▸ Goal: Copy out all the data, word for word.

▸ Material for the task:
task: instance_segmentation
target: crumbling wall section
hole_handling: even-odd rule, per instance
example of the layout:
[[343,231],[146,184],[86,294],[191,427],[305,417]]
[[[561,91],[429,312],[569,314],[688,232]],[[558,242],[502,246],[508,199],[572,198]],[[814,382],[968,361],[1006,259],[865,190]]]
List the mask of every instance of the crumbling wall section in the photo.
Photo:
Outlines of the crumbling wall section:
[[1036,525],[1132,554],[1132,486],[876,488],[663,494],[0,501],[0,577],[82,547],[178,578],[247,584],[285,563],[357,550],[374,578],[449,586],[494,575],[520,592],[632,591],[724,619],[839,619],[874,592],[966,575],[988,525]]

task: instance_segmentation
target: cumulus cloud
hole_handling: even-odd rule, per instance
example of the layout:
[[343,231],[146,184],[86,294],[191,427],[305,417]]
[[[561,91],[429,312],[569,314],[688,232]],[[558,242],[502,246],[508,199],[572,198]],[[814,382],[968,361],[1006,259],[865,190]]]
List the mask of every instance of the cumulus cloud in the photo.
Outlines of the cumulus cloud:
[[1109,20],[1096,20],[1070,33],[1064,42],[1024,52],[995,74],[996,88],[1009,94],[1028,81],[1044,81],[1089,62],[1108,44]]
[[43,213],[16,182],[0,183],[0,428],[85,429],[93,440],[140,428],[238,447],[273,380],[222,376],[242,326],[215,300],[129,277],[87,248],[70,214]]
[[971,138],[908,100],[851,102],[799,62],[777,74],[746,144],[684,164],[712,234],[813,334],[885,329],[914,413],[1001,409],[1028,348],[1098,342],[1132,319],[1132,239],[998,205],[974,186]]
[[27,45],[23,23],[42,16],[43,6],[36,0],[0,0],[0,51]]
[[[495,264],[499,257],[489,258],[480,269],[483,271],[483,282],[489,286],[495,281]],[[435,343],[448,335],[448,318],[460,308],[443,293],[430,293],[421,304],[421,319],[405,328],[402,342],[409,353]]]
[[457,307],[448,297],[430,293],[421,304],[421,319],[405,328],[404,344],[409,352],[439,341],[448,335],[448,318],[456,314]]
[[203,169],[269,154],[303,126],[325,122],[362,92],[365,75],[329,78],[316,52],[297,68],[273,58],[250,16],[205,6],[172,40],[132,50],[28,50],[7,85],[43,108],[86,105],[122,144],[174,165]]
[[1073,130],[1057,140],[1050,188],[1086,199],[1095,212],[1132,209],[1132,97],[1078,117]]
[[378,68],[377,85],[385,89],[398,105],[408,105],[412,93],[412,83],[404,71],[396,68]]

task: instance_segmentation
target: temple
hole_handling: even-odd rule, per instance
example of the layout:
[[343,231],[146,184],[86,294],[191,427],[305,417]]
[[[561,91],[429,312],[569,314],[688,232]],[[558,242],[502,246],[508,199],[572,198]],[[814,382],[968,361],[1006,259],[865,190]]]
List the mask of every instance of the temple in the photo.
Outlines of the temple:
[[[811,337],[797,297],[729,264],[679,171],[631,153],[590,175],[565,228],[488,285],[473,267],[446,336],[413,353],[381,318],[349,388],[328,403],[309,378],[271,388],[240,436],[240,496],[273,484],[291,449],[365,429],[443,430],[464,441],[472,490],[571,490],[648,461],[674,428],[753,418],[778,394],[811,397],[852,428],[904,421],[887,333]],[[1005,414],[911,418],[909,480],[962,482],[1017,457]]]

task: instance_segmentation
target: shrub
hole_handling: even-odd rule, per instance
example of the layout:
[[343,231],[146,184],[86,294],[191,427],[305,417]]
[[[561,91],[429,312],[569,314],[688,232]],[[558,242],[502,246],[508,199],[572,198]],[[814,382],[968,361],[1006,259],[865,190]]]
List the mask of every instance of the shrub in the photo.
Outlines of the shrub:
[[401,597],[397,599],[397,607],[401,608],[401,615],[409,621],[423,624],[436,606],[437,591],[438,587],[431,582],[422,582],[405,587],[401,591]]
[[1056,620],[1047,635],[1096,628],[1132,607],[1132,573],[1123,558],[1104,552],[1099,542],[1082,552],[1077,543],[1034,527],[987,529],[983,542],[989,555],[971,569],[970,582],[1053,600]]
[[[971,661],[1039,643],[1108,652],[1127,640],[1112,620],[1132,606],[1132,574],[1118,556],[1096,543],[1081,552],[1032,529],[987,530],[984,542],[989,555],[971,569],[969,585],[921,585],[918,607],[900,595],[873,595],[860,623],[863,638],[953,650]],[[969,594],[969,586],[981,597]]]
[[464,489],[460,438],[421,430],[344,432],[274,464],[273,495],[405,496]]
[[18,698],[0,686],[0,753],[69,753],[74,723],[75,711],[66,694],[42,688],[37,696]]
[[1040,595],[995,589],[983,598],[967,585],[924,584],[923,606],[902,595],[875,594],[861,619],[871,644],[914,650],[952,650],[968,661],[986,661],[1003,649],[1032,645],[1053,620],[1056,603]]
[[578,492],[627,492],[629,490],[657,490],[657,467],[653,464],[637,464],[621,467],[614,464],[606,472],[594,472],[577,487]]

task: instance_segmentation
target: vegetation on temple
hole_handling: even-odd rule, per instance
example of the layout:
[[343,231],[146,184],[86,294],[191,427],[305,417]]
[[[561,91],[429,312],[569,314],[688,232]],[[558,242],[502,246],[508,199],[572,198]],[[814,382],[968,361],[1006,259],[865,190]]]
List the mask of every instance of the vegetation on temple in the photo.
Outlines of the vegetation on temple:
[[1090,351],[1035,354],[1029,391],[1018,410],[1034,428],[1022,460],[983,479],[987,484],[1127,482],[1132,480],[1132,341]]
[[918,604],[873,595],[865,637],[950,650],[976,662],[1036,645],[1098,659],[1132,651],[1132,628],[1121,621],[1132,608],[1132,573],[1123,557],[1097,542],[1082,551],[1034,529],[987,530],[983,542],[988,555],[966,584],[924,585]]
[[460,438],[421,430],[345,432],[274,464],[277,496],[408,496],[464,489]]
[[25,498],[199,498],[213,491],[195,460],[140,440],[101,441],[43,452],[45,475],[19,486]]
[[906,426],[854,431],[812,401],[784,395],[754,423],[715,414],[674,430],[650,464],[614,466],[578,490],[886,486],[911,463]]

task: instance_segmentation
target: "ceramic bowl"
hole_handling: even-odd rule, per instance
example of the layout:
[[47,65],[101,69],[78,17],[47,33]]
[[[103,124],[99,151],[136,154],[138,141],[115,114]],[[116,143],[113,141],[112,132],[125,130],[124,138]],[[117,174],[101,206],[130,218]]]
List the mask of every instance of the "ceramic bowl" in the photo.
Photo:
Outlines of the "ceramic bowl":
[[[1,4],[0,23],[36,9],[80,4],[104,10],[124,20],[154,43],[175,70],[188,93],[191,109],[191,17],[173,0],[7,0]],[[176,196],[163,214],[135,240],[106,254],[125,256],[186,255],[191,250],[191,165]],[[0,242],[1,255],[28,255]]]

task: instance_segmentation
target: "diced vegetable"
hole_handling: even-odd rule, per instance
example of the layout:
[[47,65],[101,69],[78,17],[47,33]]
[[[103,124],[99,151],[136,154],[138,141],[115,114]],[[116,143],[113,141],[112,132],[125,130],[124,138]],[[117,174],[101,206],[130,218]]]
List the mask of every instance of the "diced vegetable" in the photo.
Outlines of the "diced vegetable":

▸ Result below:
task: instance_segmentation
target: crumbling wall section
hole_handling: even-odd rule, per instance
example of the layout:
[[343,231],[146,184],[86,294],[191,427],[305,417]]
[[[561,91],[429,312],[569,314],[688,232]],[[558,242],[502,246],[508,199],[572,198]],[[814,382],[968,361],[1006,259],[865,190]]]
List the mask of every instance of the crumbling wall section in the photo.
Photo:
Outlines of the crumbling wall section:
[[1036,525],[1132,554],[1132,486],[876,488],[663,494],[0,501],[0,577],[82,547],[178,578],[247,584],[285,563],[357,550],[374,578],[449,586],[494,575],[520,592],[632,591],[724,619],[839,619],[874,592],[966,575],[988,525]]

task: instance_segmentation
target: cumulus cloud
hole_handling: even-odd rule, per instance
example of the layout:
[[343,231],[146,184],[86,294],[191,427],[305,417]]
[[[561,91],[429,312],[569,314],[688,232]],[[558,242],[502,246],[508,199],[572,198]],[[814,382],[968,361],[1006,259],[865,190]]]
List the mask of every instance of the cumulus cloud in the photo.
Outlines of the cumulus cloud:
[[1109,20],[1096,20],[1070,33],[1064,42],[1024,52],[995,74],[996,88],[1009,94],[1028,81],[1044,81],[1089,62],[1108,44]]
[[43,213],[16,182],[0,183],[0,428],[85,429],[93,440],[140,428],[238,447],[273,380],[222,376],[242,326],[215,300],[129,277],[87,248],[70,214]]
[[971,138],[908,100],[851,102],[799,62],[777,74],[746,144],[684,164],[712,234],[813,334],[885,329],[914,413],[1001,409],[1028,348],[1098,342],[1132,319],[1132,239],[998,205],[974,186]]
[[27,45],[23,23],[42,16],[43,6],[36,0],[0,0],[0,51]]
[[[495,264],[499,257],[489,258],[480,269],[483,271],[483,282],[489,286],[495,281]],[[435,343],[448,335],[448,318],[460,308],[443,293],[430,293],[421,304],[421,319],[405,328],[402,342],[409,353]]]
[[457,307],[448,297],[430,293],[421,304],[421,319],[405,328],[404,344],[409,352],[439,341],[448,335],[448,318],[456,314]]
[[203,169],[269,154],[303,126],[325,122],[362,92],[365,75],[329,78],[316,52],[297,68],[273,58],[250,16],[205,6],[172,40],[132,50],[28,50],[7,85],[43,108],[86,105],[122,144],[174,165]]
[[1073,130],[1057,140],[1050,188],[1086,199],[1095,212],[1132,209],[1132,97],[1078,117]]
[[378,68],[377,85],[385,89],[398,105],[408,105],[412,93],[412,83],[404,71],[396,68]]

task: instance_segmentation
target: temple
hole_handling: even-odd rule, per instance
example of the layout:
[[343,231],[146,184],[86,294],[191,427],[305,417]]
[[[561,91],[429,312],[569,314],[688,232]],[[558,242],[502,246],[508,199],[572,198]],[[814,382],[968,361],[1006,259],[865,190]]]
List the mask of every instance of the temple in the photo.
Outlines of the temple:
[[[811,337],[797,297],[729,264],[679,171],[631,153],[590,175],[565,228],[488,285],[473,267],[446,336],[413,353],[381,318],[349,388],[328,403],[309,378],[271,388],[240,436],[240,496],[273,484],[291,449],[365,429],[443,430],[464,441],[472,490],[571,490],[648,461],[674,428],[753,418],[778,394],[811,397],[852,428],[904,421],[887,333]],[[1005,414],[911,418],[909,480],[962,482],[1017,457]]]

task: instance_segmentation
target: shrub
hole_handling: even-odd rule, per instance
example of the layout:
[[343,231],[146,184],[86,294],[191,427],[305,417]]
[[[561,91],[429,312],[569,314],[688,232]],[[558,242],[502,246],[508,199],[572,198]],[[814,382],[968,361],[1006,259],[865,190]]]
List the mask of every instance of the shrub in the photo.
Outlines of the shrub:
[[401,597],[397,599],[397,607],[401,608],[401,615],[409,621],[423,624],[436,606],[437,591],[438,587],[431,582],[422,582],[405,587],[401,591]]
[[1056,620],[1047,635],[1096,628],[1132,607],[1132,573],[1123,558],[1104,552],[1099,542],[1082,552],[1077,543],[1034,527],[987,529],[983,542],[989,555],[971,569],[970,582],[1053,600]]
[[[971,661],[1039,643],[1108,652],[1127,640],[1112,620],[1132,606],[1132,574],[1118,556],[1096,543],[1081,552],[1032,529],[987,530],[984,542],[989,555],[971,569],[969,585],[921,585],[918,607],[900,595],[873,595],[860,623],[863,638],[953,650]],[[969,594],[969,586],[981,597]]]
[[464,489],[460,438],[421,430],[344,432],[274,464],[273,495],[405,496]]
[[18,698],[0,686],[0,753],[69,753],[74,723],[75,711],[66,694],[42,688],[37,696]]
[[1040,595],[995,589],[983,598],[967,585],[924,584],[923,606],[902,595],[875,594],[861,619],[871,644],[914,650],[952,650],[968,661],[986,661],[1003,649],[1032,645],[1053,620],[1056,603]]
[[578,492],[627,492],[629,490],[657,490],[657,467],[653,464],[637,464],[621,467],[614,464],[606,472],[594,472],[577,487]]

task: instance_segmentation
target: vegetation on temple
hole_handling: even-odd rule, per instance
example of the layout:
[[343,231],[146,184],[86,294],[191,427],[305,417]]
[[[561,91],[429,312],[569,314],[688,232]],[[558,242],[502,246],[508,199],[572,198]],[[814,382],[968,361],[1006,259],[865,190]]]
List the mask of every instance of the vegetation on temple in the photo.
Outlines of the vegetation on temple:
[[1090,351],[1035,354],[1029,391],[1018,410],[1034,428],[1022,460],[983,479],[987,484],[1127,482],[1132,480],[1132,341]]
[[918,604],[873,595],[865,637],[950,650],[976,662],[1036,645],[1098,659],[1132,651],[1132,628],[1121,621],[1132,608],[1132,573],[1123,557],[1097,542],[1082,551],[1034,529],[987,530],[983,542],[988,555],[966,584],[924,585]]
[[460,438],[421,430],[345,432],[274,464],[277,496],[408,496],[464,489]]
[[25,498],[199,498],[213,491],[195,460],[140,440],[101,441],[43,452],[45,475],[19,486]]
[[906,426],[854,431],[812,401],[784,395],[754,423],[715,414],[674,430],[650,464],[614,466],[578,490],[886,486],[911,463]]

task: instance_segmentation
target: "ceramic bowl"
hole_handling: even-odd rule, per instance
example of the layout:
[[47,65],[101,69],[78,17],[47,33]]
[[[103,124],[99,151],[136,154],[138,141],[115,114]],[[116,143],[113,141],[112,132],[125,130],[124,138]],[[117,174],[101,206],[130,218]]]
List the mask of every instance of the "ceramic bowl" in the photo.
Photo:
Outlines of the "ceramic bowl":
[[[1,4],[0,23],[36,9],[80,4],[104,10],[124,20],[154,43],[175,70],[188,93],[191,109],[191,17],[173,0],[7,0]],[[176,196],[163,214],[135,240],[106,254],[125,256],[186,255],[191,250],[191,165]],[[0,242],[1,255],[28,255]]]

task: instance_segmentation
target: "diced vegetable"
hole_handling: even-odd rule, per instance
example of the layout:
[[47,65],[101,69],[78,17],[47,33]]
[[[103,124],[99,151],[136,154],[138,141],[115,114]],[[116,143],[113,141],[112,132],[125,130],[124,138]],[[117,174],[101,206],[130,218]]]
List the mask of every instance of the "diced vegetable" in the photo.
Outlines of the "diced vegetable":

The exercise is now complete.